§ Extracted records
════════════════

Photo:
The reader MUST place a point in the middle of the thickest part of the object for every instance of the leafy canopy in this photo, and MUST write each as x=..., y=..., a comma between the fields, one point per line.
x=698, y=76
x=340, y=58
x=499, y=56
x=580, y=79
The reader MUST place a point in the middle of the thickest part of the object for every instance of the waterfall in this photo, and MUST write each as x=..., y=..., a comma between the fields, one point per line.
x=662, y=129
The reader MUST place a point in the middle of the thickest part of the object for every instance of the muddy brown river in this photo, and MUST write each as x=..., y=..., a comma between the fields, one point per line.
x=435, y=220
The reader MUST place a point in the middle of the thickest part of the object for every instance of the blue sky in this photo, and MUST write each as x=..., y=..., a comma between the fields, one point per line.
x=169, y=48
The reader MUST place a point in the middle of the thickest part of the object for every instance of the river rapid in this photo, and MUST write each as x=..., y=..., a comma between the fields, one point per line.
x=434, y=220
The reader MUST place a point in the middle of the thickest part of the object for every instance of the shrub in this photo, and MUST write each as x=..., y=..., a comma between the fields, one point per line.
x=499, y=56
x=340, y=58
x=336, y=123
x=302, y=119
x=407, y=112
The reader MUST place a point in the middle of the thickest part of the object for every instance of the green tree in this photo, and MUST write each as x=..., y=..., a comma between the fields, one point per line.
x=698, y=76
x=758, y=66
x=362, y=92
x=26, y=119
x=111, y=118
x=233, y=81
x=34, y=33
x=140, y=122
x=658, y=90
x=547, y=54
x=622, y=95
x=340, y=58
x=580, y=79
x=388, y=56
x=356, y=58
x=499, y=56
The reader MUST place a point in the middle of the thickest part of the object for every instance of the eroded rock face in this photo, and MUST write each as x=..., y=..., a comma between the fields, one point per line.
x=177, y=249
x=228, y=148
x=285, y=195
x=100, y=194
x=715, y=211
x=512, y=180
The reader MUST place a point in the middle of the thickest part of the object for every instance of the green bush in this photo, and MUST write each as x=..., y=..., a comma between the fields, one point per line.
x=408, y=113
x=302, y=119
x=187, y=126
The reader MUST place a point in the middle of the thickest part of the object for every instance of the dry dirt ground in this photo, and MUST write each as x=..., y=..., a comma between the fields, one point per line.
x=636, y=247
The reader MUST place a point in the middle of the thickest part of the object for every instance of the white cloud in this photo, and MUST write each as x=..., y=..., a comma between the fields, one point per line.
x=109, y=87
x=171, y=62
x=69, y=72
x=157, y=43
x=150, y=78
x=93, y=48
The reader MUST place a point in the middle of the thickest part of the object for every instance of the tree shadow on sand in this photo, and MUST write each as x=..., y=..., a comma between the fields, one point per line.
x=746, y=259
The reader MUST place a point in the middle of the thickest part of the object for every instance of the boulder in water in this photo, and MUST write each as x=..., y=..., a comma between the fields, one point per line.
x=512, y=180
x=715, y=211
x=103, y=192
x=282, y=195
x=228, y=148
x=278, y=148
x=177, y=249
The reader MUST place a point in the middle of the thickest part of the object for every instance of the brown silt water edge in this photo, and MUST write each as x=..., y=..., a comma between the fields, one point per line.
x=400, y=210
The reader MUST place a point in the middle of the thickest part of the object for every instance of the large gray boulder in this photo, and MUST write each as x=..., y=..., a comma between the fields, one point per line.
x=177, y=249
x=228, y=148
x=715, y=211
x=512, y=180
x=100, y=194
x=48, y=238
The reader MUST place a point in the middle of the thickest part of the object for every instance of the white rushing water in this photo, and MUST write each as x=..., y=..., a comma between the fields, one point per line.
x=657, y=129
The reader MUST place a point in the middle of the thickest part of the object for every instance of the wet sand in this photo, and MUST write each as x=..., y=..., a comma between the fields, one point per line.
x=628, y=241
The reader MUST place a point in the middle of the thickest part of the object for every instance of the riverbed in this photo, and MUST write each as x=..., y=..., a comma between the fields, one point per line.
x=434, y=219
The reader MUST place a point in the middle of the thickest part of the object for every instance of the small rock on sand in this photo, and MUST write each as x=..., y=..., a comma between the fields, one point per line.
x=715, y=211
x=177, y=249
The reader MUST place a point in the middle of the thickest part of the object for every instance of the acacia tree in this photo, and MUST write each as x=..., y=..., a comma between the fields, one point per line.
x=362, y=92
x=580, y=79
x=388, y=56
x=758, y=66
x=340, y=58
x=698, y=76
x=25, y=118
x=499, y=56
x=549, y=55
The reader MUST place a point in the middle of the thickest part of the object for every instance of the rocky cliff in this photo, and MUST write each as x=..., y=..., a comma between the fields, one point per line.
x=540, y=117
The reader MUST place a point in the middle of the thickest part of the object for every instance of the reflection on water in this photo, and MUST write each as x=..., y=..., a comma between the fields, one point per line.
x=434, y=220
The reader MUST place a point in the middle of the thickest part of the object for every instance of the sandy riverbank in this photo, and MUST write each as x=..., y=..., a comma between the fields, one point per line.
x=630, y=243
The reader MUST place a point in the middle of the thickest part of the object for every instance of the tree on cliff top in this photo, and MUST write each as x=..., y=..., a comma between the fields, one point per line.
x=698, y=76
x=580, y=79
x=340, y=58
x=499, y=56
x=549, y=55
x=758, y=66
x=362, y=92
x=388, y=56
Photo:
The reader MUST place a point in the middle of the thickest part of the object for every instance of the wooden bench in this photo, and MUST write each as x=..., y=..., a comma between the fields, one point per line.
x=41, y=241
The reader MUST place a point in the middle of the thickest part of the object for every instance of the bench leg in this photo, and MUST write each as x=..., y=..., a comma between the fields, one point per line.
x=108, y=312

════════════════

§ What you are asked to do
Restate each line above word for word.

§ Answer box
Photo:
The reader MUST place a point in the middle of the thickest part of the object for every instance of the leafy canopy in this photo, and MUST write each as x=..., y=..., a comma between the fields, one point per line.
x=698, y=76
x=340, y=58
x=499, y=56
x=580, y=79
The reader MUST place a point in the middle of the thickest part of the object for every instance of the waterfall in this photo, and MUST write each as x=..., y=..., a comma between the fields, one point per line.
x=662, y=129
The reader MUST place a point in the middle of the thickest part of the object for every instance of the muddy brown river in this photo, and MUST write each as x=..., y=..., a comma between the fields, one point per line.
x=435, y=220
The reader MUST place a point in the middle of the thickest part of the object for every instance of the blue sky in this photo, and MUST write each as x=..., y=..., a comma between the fields, one point per line.
x=169, y=48
The reader MUST place a point in the middle of the thickest part of the object for every instance of the river rapid in this photo, and MUST write each as x=..., y=..., a comma between the fields, one point per line.
x=434, y=220
The reader MUST place a point in the middle of the thickest part of the object for every instance of the shrub in this photo, and MUST write each as x=..., y=..., a comma between the fields, one point per line.
x=499, y=56
x=340, y=58
x=336, y=123
x=302, y=119
x=407, y=112
The reader MUST place a point in the middle of the thickest part of the object for every instance of the green tree in this photo, and MUST write each as x=..., y=..., a comma between the fields, one point per line.
x=698, y=76
x=758, y=66
x=362, y=92
x=26, y=119
x=111, y=118
x=233, y=81
x=34, y=33
x=140, y=122
x=658, y=90
x=547, y=54
x=622, y=95
x=340, y=58
x=580, y=79
x=388, y=56
x=356, y=58
x=499, y=56
The reader MUST place a point in the middle of the thickest part of the object for every instance of the eroded rock face in this photo, and MUST write each as x=..., y=..., a comma between the fields, one point per line.
x=177, y=249
x=228, y=148
x=285, y=195
x=100, y=194
x=715, y=211
x=512, y=180
The reader MUST place a point in the middle of the thickest part of the object for every instance of the green bush in this photo, and MUST write each as x=..., y=..., a comma between the fields, one point per line.
x=408, y=113
x=302, y=119
x=187, y=126
The reader MUST place a point in the middle of the thickest part of the object for every instance of the dry dirt ground in this photo, and MUST write each as x=..., y=..., a comma between the fields, one point per line.
x=636, y=247
The reader MUST place a point in the middle of the thickest part of the object for every instance of the white cloud in this photo, and MUST write each as x=..., y=..., a comma between the fields, one point per line.
x=109, y=87
x=171, y=62
x=69, y=72
x=157, y=43
x=150, y=78
x=93, y=48
The reader MUST place a point in the middle of the thickest part of the object for every instance of the tree shadow on sand in this photo, and MUST write each as x=..., y=..., a comma between the fields, one point per line.
x=746, y=259
The reader MUST place a point in the middle of the thickest part of the object for every instance of the boulder in water in this photo, and MUST write each as x=..., y=..., a comma between the fields, one point per line.
x=512, y=180
x=715, y=211
x=103, y=192
x=282, y=195
x=228, y=148
x=278, y=148
x=177, y=249
The reader MUST place a point in the middle of the thickest part of the object for every instance of the brown silt water edge in this photo, and MUST write each as x=..., y=..., a comma between the fields, one point per line.
x=400, y=210
The reader MUST place a point in the middle of the thickest part of the object for every instance of the large gray boulder in this photo, and MUST write each as x=..., y=..., a comma between the fields, one point per line.
x=177, y=249
x=228, y=148
x=715, y=211
x=512, y=180
x=100, y=194
x=48, y=238
The reader MUST place a point in the middle of the thickest part of the object for every instance of the white rushing water in this photo, and MUST write each as x=..., y=..., a comma between the fields, one point per line.
x=657, y=129
The reader MUST place a point in the middle of the thickest part of the object for every instance of the wet sand in this photo, and MUST write each as x=..., y=..., a comma between the fields, one point per line.
x=628, y=241
The reader MUST place a point in the middle of the thickest part of the object for every instance of the riverbed in this photo, and MUST write each as x=..., y=..., a comma between the fields, one point per line.
x=434, y=219
The reader MUST place a point in the middle of the thickest part of the object for every instance of the small rock on sand in this photo, and MUST write each as x=..., y=..., a comma between the fields, one point per line.
x=715, y=211
x=177, y=249
The reader MUST place a point in the middle of the thickest part of the object for every instance of the acacia tree in this photo, and MUST write each as x=..., y=..., a comma between the fields, one point per line.
x=362, y=92
x=580, y=79
x=388, y=56
x=758, y=66
x=340, y=58
x=698, y=76
x=25, y=118
x=499, y=56
x=549, y=55
The reader MUST place a point in the middle of the thickest part of the object for every instance of the rocky cliff in this photo, and MUST write each as x=..., y=..., a comma between the fields, one point per line.
x=540, y=117
The reader MUST place a point in the middle of the thickest part of the object for every instance of the reflection on water in this photo, and MUST write each as x=..., y=..., a comma between the fields, one point per line.
x=434, y=220
The reader MUST place a point in the middle of the thickest part of the object for every instance of the sandy riverbank in this photo, and MUST write each as x=..., y=..., a comma between the fields, one point per line.
x=630, y=243
The reader MUST place a point in the middle of the thickest part of the object for every instance of the tree on cliff top in this photo, and MUST write each as x=..., y=..., a comma between the fields, one point per line.
x=698, y=76
x=580, y=79
x=340, y=58
x=499, y=56
x=549, y=55
x=758, y=66
x=362, y=92
x=388, y=56
Photo:
The reader MUST place a point in the middle of the thickest part of the object for every instance of the wooden bench in this photo, and MUST write each as x=..., y=..., a comma between the fields, one point per line.
x=41, y=241
The reader MUST place a point in the middle of the thickest part of the object for every instance of the bench leg in this photo, and MUST write each as x=..., y=..., a comma between the fields, one point per line.
x=108, y=312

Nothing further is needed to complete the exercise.